*The problem*
Filter the material below down to the lines containing the word "gear", and copy each of those lines in full.

*An excerpt from a data file*

»»

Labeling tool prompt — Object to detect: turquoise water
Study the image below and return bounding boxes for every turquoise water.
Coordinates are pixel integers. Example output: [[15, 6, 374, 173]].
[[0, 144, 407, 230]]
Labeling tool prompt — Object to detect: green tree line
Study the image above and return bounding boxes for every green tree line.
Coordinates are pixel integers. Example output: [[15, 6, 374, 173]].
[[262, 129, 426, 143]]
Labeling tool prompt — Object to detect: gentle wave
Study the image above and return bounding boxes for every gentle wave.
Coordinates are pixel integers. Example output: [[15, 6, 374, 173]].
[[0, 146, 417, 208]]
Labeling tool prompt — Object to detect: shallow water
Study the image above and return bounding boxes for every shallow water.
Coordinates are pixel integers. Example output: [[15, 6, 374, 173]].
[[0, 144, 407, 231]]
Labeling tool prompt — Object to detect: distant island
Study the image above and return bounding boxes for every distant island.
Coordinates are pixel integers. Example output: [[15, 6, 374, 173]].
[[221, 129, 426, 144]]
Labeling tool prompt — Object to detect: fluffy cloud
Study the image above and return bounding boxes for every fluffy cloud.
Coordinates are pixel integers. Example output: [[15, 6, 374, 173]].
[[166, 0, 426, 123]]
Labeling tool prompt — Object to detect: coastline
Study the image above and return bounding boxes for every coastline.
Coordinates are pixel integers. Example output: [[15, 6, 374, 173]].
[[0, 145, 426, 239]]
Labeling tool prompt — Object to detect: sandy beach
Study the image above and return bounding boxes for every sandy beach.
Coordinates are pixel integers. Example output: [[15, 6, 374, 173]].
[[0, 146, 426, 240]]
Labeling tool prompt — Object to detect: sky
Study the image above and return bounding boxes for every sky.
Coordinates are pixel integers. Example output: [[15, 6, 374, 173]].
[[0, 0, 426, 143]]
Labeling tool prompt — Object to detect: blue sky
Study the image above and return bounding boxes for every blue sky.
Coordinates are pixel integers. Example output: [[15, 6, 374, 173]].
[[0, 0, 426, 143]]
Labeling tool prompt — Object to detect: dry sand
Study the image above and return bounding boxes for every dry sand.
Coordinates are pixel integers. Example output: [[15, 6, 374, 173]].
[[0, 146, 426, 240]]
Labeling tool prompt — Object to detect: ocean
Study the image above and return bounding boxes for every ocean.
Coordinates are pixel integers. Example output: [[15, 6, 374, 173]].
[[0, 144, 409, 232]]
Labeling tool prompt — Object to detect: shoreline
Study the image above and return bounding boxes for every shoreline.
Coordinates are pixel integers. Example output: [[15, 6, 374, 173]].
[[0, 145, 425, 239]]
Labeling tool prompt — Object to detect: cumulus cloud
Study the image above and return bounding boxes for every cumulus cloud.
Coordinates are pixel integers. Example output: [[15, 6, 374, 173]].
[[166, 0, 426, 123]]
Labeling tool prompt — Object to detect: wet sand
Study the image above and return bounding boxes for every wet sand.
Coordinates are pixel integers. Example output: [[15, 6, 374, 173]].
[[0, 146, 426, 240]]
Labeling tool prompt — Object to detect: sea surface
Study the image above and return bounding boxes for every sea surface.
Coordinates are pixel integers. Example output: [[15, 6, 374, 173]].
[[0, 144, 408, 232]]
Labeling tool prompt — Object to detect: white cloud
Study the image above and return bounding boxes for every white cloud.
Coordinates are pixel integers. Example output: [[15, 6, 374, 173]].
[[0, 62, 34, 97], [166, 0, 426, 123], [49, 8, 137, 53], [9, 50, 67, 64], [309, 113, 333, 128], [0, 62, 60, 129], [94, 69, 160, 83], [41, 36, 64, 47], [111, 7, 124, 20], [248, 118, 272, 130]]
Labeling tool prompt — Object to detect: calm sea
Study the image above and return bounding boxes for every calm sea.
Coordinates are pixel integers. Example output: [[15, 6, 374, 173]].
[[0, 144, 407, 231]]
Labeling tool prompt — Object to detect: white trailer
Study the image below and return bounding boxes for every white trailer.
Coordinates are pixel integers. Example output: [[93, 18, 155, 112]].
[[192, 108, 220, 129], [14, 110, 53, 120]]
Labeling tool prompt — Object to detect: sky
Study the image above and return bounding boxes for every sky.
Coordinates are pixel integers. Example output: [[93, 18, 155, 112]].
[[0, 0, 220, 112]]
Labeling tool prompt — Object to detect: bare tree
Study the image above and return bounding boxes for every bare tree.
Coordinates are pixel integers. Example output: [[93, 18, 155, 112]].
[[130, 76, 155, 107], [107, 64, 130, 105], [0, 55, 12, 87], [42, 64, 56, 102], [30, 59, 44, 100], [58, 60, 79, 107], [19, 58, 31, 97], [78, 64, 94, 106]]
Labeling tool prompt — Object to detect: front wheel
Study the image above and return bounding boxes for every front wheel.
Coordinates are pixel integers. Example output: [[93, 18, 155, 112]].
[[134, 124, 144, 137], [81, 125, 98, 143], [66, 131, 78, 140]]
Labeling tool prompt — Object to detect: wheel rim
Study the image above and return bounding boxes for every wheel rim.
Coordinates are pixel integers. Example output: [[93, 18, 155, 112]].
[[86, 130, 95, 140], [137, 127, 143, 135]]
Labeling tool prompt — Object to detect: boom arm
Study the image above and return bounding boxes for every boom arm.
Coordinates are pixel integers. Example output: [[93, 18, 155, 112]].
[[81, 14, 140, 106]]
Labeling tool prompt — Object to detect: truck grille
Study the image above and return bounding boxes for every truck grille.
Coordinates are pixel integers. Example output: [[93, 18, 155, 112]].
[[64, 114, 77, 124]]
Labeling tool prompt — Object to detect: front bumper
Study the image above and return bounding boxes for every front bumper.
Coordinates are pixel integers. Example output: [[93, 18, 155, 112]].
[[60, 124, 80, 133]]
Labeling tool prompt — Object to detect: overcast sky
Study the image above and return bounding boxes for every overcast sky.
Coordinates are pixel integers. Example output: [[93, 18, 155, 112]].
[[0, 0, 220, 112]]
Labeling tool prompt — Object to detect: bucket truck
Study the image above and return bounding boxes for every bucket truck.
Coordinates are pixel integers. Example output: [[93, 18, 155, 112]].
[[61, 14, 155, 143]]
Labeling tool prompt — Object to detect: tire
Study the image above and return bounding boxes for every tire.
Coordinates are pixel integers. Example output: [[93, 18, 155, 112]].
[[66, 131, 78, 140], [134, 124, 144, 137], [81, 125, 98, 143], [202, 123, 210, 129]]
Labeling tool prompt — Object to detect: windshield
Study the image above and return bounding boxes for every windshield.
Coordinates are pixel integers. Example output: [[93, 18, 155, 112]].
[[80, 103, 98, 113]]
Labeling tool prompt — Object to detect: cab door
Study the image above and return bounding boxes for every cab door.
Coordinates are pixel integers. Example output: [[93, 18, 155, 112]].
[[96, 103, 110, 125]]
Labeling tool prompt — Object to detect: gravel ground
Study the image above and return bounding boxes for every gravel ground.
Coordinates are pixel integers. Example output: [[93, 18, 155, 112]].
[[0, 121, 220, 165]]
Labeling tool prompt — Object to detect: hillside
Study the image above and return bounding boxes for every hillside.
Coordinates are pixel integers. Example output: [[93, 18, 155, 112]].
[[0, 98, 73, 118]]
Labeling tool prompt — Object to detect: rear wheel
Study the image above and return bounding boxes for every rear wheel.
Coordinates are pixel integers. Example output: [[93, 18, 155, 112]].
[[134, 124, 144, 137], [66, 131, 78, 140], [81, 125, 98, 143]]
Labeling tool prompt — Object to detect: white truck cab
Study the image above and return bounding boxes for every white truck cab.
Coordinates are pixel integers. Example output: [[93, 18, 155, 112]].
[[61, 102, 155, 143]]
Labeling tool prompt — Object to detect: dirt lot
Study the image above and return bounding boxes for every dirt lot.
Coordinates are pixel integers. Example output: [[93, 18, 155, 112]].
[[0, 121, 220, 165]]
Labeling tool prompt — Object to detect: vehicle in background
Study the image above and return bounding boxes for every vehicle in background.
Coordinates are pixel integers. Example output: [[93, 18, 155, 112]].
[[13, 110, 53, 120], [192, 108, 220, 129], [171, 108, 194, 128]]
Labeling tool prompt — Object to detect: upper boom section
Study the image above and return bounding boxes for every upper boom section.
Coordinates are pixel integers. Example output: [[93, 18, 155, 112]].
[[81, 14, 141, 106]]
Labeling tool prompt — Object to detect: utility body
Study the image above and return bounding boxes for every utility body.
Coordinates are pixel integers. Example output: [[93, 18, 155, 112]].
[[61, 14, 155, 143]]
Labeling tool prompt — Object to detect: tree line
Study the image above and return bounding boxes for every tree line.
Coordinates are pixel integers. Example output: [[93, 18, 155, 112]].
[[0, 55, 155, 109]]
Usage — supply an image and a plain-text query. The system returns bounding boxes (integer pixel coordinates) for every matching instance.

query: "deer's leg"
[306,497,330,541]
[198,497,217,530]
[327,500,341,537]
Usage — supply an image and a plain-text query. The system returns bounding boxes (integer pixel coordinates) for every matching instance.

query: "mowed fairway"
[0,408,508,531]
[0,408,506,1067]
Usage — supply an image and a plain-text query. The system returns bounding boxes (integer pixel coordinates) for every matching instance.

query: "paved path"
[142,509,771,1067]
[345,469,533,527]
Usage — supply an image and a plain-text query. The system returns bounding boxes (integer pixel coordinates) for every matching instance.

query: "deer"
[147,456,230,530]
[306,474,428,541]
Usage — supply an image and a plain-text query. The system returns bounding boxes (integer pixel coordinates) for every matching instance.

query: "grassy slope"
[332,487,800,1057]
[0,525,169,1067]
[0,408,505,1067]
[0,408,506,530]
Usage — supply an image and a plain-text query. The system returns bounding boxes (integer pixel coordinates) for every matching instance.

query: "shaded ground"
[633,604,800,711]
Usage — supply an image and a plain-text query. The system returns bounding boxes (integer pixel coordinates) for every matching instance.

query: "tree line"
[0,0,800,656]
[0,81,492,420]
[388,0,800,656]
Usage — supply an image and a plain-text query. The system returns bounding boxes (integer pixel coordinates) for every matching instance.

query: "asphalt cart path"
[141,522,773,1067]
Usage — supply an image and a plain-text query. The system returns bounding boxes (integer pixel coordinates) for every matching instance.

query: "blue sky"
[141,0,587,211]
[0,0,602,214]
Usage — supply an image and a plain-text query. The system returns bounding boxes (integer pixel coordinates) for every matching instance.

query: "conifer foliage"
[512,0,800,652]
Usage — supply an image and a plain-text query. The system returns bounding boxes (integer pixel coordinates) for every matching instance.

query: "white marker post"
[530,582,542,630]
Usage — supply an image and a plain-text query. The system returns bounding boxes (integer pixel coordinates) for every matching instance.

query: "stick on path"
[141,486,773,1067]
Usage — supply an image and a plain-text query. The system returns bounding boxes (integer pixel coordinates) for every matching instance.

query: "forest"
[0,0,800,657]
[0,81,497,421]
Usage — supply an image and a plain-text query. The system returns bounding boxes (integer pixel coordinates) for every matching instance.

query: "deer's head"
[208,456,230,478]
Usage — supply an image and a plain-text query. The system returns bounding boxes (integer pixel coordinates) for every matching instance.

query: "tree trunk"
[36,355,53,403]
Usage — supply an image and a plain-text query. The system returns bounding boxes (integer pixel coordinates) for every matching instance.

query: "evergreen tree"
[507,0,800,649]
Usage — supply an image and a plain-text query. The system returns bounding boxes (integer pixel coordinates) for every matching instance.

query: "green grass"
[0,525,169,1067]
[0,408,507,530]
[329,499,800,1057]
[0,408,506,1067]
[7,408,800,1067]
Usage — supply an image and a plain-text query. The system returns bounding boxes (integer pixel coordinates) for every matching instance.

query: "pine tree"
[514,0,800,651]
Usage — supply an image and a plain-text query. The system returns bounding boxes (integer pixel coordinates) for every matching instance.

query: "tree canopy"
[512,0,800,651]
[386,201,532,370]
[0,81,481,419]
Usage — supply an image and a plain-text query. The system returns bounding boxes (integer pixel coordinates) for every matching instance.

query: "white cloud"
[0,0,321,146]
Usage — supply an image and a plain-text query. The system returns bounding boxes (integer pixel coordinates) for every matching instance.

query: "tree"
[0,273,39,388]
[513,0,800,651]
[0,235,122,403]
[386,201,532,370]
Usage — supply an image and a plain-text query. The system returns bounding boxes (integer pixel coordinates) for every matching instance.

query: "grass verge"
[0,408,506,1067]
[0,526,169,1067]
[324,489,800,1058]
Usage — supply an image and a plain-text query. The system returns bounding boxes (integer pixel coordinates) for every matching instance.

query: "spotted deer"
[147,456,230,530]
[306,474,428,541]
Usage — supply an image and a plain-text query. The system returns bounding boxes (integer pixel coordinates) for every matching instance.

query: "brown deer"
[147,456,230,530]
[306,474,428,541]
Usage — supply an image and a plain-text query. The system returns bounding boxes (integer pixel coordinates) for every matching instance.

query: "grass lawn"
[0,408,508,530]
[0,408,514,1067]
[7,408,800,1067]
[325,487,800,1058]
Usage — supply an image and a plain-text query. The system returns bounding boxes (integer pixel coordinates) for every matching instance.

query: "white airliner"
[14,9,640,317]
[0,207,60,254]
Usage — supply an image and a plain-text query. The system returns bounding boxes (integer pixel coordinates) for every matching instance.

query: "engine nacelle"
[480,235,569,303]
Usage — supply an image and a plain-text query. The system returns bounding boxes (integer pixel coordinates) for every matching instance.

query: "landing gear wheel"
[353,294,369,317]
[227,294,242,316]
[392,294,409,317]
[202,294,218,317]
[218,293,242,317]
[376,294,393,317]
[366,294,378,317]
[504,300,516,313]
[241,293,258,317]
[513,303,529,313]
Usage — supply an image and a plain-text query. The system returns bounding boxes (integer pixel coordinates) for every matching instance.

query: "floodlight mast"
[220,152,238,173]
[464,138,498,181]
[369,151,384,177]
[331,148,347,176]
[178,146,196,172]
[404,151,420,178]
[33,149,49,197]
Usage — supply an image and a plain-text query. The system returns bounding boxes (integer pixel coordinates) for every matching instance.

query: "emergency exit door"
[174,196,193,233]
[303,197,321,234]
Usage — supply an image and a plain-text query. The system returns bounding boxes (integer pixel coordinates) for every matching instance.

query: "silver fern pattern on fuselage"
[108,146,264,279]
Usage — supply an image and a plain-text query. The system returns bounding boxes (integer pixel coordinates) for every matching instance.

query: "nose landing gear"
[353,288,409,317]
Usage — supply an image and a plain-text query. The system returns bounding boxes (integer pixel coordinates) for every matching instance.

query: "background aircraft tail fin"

««

*Exercise solution*
query: "landing gear wheel"
query: "nose landing gear"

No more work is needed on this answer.